━━ Available data ━━

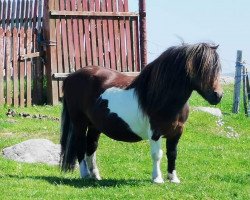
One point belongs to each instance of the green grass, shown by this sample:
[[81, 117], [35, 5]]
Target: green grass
[[210, 164]]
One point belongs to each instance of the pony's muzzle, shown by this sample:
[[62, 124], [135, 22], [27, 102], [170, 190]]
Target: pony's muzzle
[[216, 97]]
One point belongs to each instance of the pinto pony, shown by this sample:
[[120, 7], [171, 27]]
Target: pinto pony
[[151, 106]]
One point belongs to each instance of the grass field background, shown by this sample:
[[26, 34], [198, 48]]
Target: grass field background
[[212, 163]]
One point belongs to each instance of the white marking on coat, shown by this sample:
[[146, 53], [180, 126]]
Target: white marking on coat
[[156, 154], [125, 104], [84, 172], [92, 166], [173, 177]]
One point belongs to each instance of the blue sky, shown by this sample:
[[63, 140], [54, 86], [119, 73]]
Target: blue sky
[[223, 22]]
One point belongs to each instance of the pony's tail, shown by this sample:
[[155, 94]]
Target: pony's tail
[[68, 140]]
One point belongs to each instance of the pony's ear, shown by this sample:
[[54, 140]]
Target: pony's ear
[[215, 47]]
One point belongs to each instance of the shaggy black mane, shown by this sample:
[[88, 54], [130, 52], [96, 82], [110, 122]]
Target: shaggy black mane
[[175, 68]]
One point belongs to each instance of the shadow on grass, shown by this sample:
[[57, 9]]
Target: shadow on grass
[[80, 183]]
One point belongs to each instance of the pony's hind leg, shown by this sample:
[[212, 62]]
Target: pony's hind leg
[[90, 157], [171, 156], [156, 154]]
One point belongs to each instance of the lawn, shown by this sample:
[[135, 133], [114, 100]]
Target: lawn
[[213, 161]]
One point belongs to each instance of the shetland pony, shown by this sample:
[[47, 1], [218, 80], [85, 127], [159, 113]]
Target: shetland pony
[[151, 106]]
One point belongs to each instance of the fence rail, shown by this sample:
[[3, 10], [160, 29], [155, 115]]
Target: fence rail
[[66, 35], [21, 75]]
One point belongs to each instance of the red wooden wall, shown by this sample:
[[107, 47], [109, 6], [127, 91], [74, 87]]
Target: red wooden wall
[[92, 32]]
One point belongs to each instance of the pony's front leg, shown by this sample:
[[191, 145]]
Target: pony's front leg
[[171, 156], [156, 154]]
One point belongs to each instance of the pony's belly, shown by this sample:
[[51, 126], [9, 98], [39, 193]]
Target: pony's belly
[[121, 115]]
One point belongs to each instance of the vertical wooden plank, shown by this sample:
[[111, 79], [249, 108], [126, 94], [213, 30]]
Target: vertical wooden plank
[[22, 66], [248, 93], [81, 36], [99, 35], [50, 30], [37, 97], [15, 66], [111, 36], [22, 15], [1, 12], [128, 38], [28, 67], [8, 68], [31, 4], [39, 18], [1, 66], [38, 69], [93, 34], [143, 33], [124, 66], [237, 82], [26, 18], [87, 34], [13, 13], [75, 37], [53, 62], [117, 37], [64, 40], [34, 14], [244, 89], [105, 36], [59, 48], [8, 14], [135, 45], [70, 39], [18, 11], [4, 13]]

━━━

Prompt: Copy range, inclusive: the line holding "Target: blue sky" to the line holding "[[88, 54], [130, 52], [96, 82], [110, 122]]". Reproduce exactly those lines of the records above and no others.

Result:
Target: blue sky
[[223, 22]]
One point belongs to each instance of the pony's tail, shown by this sample:
[[155, 94]]
Target: pony's tail
[[68, 140]]
One point belongs to each instance of the pony's ear, shown by this sample:
[[54, 140]]
Target: pony's ear
[[215, 47]]
One point belongs to each instance of the shaggy black mane, shown by this sample:
[[88, 54], [130, 52], [96, 82], [110, 122]]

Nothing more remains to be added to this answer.